§ **Dataset records**

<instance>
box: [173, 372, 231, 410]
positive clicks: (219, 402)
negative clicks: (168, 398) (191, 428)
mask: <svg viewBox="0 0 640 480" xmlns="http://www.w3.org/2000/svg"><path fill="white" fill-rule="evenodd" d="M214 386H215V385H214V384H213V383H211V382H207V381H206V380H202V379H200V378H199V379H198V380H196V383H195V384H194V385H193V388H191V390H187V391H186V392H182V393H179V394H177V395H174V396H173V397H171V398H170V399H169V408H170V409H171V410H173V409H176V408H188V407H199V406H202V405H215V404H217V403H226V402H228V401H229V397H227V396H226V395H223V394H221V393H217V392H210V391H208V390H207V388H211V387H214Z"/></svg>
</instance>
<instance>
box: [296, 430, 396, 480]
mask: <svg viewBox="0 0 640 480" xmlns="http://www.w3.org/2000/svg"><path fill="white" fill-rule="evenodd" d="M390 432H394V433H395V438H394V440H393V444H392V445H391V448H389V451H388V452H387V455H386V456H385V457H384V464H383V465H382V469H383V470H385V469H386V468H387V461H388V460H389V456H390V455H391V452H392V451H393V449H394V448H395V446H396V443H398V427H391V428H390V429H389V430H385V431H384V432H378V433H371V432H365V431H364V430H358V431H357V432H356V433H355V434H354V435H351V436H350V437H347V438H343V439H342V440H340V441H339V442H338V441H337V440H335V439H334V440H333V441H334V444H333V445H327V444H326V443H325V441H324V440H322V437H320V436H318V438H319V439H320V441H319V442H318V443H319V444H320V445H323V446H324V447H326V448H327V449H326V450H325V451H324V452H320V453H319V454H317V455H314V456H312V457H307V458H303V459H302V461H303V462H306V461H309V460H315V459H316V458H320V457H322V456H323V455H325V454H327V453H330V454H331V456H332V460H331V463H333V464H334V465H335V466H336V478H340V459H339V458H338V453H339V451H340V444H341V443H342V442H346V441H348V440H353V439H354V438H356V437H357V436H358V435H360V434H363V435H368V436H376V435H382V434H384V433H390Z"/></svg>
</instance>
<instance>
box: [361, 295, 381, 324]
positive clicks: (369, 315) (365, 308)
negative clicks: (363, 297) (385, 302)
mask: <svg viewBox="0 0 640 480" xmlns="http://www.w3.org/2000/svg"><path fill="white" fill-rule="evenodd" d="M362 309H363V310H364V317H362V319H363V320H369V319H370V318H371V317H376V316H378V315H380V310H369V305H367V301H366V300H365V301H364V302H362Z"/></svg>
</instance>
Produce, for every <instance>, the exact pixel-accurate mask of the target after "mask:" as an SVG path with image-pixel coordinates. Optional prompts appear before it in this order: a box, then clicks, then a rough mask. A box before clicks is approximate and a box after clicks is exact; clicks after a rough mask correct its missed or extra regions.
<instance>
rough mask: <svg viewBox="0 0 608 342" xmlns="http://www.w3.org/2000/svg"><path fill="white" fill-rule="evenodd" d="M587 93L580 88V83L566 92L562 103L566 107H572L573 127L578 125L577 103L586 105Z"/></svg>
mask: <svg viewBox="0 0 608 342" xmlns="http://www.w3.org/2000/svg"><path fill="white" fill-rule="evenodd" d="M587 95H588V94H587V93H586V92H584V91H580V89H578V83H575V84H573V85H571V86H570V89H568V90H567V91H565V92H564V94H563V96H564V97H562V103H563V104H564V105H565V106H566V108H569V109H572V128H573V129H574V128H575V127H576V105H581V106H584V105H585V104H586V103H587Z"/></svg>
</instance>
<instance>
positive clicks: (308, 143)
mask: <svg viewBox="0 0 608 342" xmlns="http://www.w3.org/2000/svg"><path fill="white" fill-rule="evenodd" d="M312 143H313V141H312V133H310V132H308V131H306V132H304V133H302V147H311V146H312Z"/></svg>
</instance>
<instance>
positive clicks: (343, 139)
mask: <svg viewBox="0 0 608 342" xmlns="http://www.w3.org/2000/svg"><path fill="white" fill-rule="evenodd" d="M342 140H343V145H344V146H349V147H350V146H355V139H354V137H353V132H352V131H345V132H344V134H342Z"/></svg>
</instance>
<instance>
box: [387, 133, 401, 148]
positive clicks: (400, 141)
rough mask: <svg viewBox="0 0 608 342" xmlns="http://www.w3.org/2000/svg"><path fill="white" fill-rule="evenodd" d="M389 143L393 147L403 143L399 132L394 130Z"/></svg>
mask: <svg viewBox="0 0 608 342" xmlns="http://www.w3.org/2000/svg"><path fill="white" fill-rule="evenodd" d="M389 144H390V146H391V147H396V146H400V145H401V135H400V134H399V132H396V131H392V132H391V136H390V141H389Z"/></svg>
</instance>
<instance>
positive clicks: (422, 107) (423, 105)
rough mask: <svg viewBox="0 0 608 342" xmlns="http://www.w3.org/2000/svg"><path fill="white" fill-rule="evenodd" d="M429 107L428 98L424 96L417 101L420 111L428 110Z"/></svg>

§ **Your objective**
Output the entire listing exactly as written.

§ **Written response**
<instance>
box: [173, 372, 231, 410]
positive clicks: (219, 402)
negative clicks: (168, 398) (191, 428)
mask: <svg viewBox="0 0 640 480" xmlns="http://www.w3.org/2000/svg"><path fill="white" fill-rule="evenodd" d="M214 386H215V385H214V384H213V383H211V382H207V381H206V380H202V379H200V378H199V379H198V380H196V383H195V384H194V385H193V388H191V390H187V391H186V392H182V393H179V394H177V395H174V396H173V397H171V398H170V399H169V408H170V409H171V410H173V409H176V408H188V407H199V406H202V405H215V404H217V403H226V402H228V401H229V397H227V396H226V395H223V394H221V393H217V392H210V391H208V390H207V388H211V387H214Z"/></svg>
</instance>
<instance>
box: [296, 430, 396, 480]
mask: <svg viewBox="0 0 640 480" xmlns="http://www.w3.org/2000/svg"><path fill="white" fill-rule="evenodd" d="M390 432H394V433H395V438H394V440H393V444H392V445H391V448H389V451H388V452H387V455H386V456H385V457H384V464H383V465H382V469H383V470H385V469H386V468H387V461H388V460H389V456H390V455H391V452H392V451H393V449H394V448H395V446H396V443H398V427H391V428H390V429H389V430H385V431H384V432H378V433H371V432H365V431H364V430H358V431H357V432H356V433H355V434H354V435H351V436H350V437H347V438H343V439H342V440H340V441H339V442H338V441H337V440H335V439H334V440H333V441H334V444H333V445H327V444H326V443H325V441H324V440H322V437H320V436H318V438H319V439H320V441H319V442H318V443H319V444H320V445H323V446H324V447H326V448H327V449H326V450H325V451H324V452H320V453H319V454H317V455H314V456H312V457H307V458H303V459H302V461H303V462H306V461H309V460H315V459H316V458H320V457H322V456H323V455H325V454H327V453H330V454H331V456H332V460H331V463H333V464H334V465H335V466H336V478H340V459H339V458H338V453H339V451H340V444H341V443H342V442H346V441H348V440H353V439H354V438H356V437H357V436H358V435H360V434H363V435H368V436H376V435H382V434H384V433H390Z"/></svg>
</instance>
<instance>
box: [361, 295, 381, 324]
positive clicks: (369, 315) (365, 308)
negative clicks: (363, 297) (385, 302)
mask: <svg viewBox="0 0 640 480" xmlns="http://www.w3.org/2000/svg"><path fill="white" fill-rule="evenodd" d="M362 309H363V310H364V317H362V319H363V320H369V319H370V318H371V317H376V316H378V315H380V310H369V305H367V301H366V300H365V301H364V302H362Z"/></svg>
</instance>
Produce, for every <instance>, the exact pixel-accurate mask of the target after "mask:" as an SVG path with image-pixel coordinates. Optional prompts appear before it in this order: a box, then clicks, then a rough mask. A box before clicks is approximate and a box after clicks is exact; clicks after a rough mask correct its missed or extra regions.
<instance>
rough mask: <svg viewBox="0 0 608 342" xmlns="http://www.w3.org/2000/svg"><path fill="white" fill-rule="evenodd" d="M587 93L580 88V83L566 92L562 103L566 107H572L573 127L578 125L577 103L586 105Z"/></svg>
mask: <svg viewBox="0 0 608 342" xmlns="http://www.w3.org/2000/svg"><path fill="white" fill-rule="evenodd" d="M587 95H588V94H587V93H586V92H584V91H580V89H578V83H575V84H573V85H571V86H570V89H568V90H567V91H565V92H564V94H563V96H564V97H562V103H563V104H564V105H565V106H566V108H569V109H572V128H573V129H574V128H575V127H576V105H581V106H584V105H585V104H586V103H587Z"/></svg>
</instance>
<instance>
positive clicks: (308, 143)
mask: <svg viewBox="0 0 608 342" xmlns="http://www.w3.org/2000/svg"><path fill="white" fill-rule="evenodd" d="M312 143H313V141H312V133H310V132H308V131H306V132H304V133H302V147H311V146H312Z"/></svg>
</instance>
<instance>
positive clicks: (343, 139)
mask: <svg viewBox="0 0 608 342" xmlns="http://www.w3.org/2000/svg"><path fill="white" fill-rule="evenodd" d="M342 140H343V145H344V146H349V147H350V146H355V139H354V137H353V132H352V131H345V132H344V134H342Z"/></svg>
</instance>
<instance>
box: [387, 133, 401, 148]
positive clicks: (400, 141)
rough mask: <svg viewBox="0 0 608 342" xmlns="http://www.w3.org/2000/svg"><path fill="white" fill-rule="evenodd" d="M389 143L393 147L403 143L399 132L394 130Z"/></svg>
mask: <svg viewBox="0 0 608 342" xmlns="http://www.w3.org/2000/svg"><path fill="white" fill-rule="evenodd" d="M389 144H390V146H391V147H396V146H400V145H401V135H400V134H399V132H396V131H392V132H391V136H390V141H389Z"/></svg>
</instance>
<instance>
positive clicks: (422, 107) (423, 105)
rough mask: <svg viewBox="0 0 608 342" xmlns="http://www.w3.org/2000/svg"><path fill="white" fill-rule="evenodd" d="M429 107L428 98L424 96L417 101L420 111L428 110Z"/></svg>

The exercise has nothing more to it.